+++ ENTRIES SHOWN +++

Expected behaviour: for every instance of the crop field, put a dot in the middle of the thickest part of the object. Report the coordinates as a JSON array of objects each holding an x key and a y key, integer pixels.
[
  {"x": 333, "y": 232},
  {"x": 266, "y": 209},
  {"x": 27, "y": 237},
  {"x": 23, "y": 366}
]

+++

Count the lines in the records above that contain the string "integer". Reply with the number alone.

1